==== Input records ====

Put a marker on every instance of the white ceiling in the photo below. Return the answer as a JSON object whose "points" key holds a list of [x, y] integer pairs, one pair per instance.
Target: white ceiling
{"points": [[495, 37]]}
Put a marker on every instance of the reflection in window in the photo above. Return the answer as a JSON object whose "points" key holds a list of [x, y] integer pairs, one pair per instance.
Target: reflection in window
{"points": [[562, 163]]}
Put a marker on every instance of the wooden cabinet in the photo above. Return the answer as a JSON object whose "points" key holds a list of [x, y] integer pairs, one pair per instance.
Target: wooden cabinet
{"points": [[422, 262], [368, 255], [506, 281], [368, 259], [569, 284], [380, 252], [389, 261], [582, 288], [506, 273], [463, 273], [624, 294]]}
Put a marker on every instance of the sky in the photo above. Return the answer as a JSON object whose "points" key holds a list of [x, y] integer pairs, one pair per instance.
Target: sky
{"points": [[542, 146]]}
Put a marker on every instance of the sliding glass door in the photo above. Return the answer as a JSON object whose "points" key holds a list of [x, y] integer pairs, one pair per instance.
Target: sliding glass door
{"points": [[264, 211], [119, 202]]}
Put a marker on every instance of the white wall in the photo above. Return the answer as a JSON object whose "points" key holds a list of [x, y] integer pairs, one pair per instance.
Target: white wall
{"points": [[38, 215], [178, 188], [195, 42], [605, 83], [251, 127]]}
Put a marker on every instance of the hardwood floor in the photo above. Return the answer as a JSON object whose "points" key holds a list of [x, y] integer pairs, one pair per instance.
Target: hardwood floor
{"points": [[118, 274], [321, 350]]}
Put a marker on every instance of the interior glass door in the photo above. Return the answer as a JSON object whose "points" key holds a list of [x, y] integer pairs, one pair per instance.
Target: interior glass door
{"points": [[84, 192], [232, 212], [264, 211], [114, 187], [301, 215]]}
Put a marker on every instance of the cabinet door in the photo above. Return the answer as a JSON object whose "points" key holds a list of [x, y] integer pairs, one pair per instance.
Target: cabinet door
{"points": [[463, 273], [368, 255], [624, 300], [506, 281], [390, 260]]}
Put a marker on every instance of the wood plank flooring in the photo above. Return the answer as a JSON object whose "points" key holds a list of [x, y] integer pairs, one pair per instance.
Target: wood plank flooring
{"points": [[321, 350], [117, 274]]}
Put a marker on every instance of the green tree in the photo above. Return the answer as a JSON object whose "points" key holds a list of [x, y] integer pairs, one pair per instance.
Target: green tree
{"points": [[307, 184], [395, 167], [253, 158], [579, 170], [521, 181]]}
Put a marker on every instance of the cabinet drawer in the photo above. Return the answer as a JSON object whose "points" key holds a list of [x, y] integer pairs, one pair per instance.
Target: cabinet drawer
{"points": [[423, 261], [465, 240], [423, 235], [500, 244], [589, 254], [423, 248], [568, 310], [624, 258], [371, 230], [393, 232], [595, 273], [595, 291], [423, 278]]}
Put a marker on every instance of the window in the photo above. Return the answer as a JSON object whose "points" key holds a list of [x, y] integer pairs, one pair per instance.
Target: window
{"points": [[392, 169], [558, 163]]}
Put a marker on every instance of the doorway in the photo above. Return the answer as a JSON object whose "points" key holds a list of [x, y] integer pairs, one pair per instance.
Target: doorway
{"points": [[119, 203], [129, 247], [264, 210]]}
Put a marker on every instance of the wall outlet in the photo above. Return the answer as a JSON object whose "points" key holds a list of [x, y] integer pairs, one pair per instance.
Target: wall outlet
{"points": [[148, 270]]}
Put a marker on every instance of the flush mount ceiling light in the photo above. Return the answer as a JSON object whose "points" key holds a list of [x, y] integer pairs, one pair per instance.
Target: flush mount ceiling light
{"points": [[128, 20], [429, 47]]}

====

[Task brief]: Reproduce the data, keeping every line exactly the same.

[Exercise response]:
Put a marker on every instance of the white ceiling in the photo below. Return the answer as a JSON object whose "points" key holds a list of [x, y] integer pairs, one pair per instance.
Target: white ceiling
{"points": [[495, 37]]}
Put a marker on every instance of the reflection in window in the photo above. Return the answer as a JSON object whose "points" key holds a list of [x, y] integer pairs, one pair per instance.
Target: reflection in window
{"points": [[562, 163]]}
Put a marker on every instance of the wooden cabinet in the photo above. Return the answer as a JSON object whose "points" key holds a list of [x, y] integer pairs, one pair per instance.
Target: wooden cabinet
{"points": [[422, 262], [368, 255], [506, 281], [368, 259], [569, 284], [380, 252], [389, 261], [582, 288], [506, 273], [463, 273], [624, 294]]}
Put a marker on every instance of the sky in the photo above. Return the answer as a JSON object whose "points" key holds a list of [x, y] integer pairs, one pair per instance.
Target: sky
{"points": [[542, 146]]}
Put a marker on every instance of the sliding glass door in the photo above. Return the answer as a JSON object whose "points" key holds a list of [x, y] integer pairs, one pair per instance.
Target: sliding glass door
{"points": [[264, 211], [119, 202]]}
Put a marker on every instance of the white wall in the photo above. Return the answer as a JSON object whose "points" key holds a list of [x, y] integer pairs, one pair per instance.
Target: white wall
{"points": [[38, 215], [178, 188], [195, 42], [605, 83], [251, 127]]}
Put a marker on every instance of the hardwood floor in the photo above. Return the answer as a JSON object whose "points" key holds a list of [x, y] integer pairs, one pair per instance.
Target: hardwood floor
{"points": [[118, 274], [321, 350]]}
Put a marker on every instance of the interior glass door in the photo above. Return the answer as a JSON object whose "points" key holds a list of [x, y] integer pairs, one pair per instance.
Target: interior glass door
{"points": [[84, 192], [232, 212], [264, 211], [114, 187], [301, 215]]}
Put a marker on every instance of the cabinet door in the photo above. Return the answer as a JSON object whose "points" key holds a list of [x, y] integer pairs, one pair per instance.
Target: cabinet door
{"points": [[463, 273], [368, 255], [624, 300], [506, 281], [390, 260]]}
Put a marker on every instance of the wood plank flooring in the photo above. Return the answer as a JSON object whose "points" key holds a list of [x, y] integer pairs, one pair per instance.
Target: wood plank flooring
{"points": [[321, 350], [117, 274]]}
Put a marker on every instance of the green tree in the photo above. Return the answer as a JSON object whose "points" key holds a list of [x, y] integer pairs, one pair per instance.
Target: green tree
{"points": [[307, 184], [395, 167], [253, 158], [579, 170], [521, 181]]}
Put a marker on every instance of the cabinet drawer in the photo above. Return the answer as a JSON object whose "points" key holds a list of [x, y] integer pairs, one pair per instance.
Target: cabinet drawer
{"points": [[423, 261], [465, 240], [423, 235], [500, 244], [589, 254], [423, 248], [568, 310], [624, 258], [371, 230], [393, 232], [595, 273], [595, 291], [423, 278]]}
Put a marker on every instance of the window in the photo above. Return the answer as a JSON object whose "points" key holds a list of [x, y] integer pairs, one pair per instance.
Target: window
{"points": [[392, 169], [558, 163]]}
Put a marker on every instance of the doorway in the photo above. Return the answer as a JSON object whose "points" key holds a list of [x, y] integer pairs, one pair per instance.
Target: doorway
{"points": [[119, 203], [129, 247], [264, 210]]}
Put a marker on every instance of the wall outlet in the photo above. Return the answer as a JSON object whose "points" key holds a list of [x, y] integer pairs, one pair per instance.
Target: wall outlet
{"points": [[148, 270]]}
Put a marker on every instance of the flush mount ceiling light in the photo above. Return the answer as a JSON object whose "points" key holds a list of [x, y] integer pairs, one pair per instance.
Target: flush mount ceiling light
{"points": [[128, 20], [429, 47]]}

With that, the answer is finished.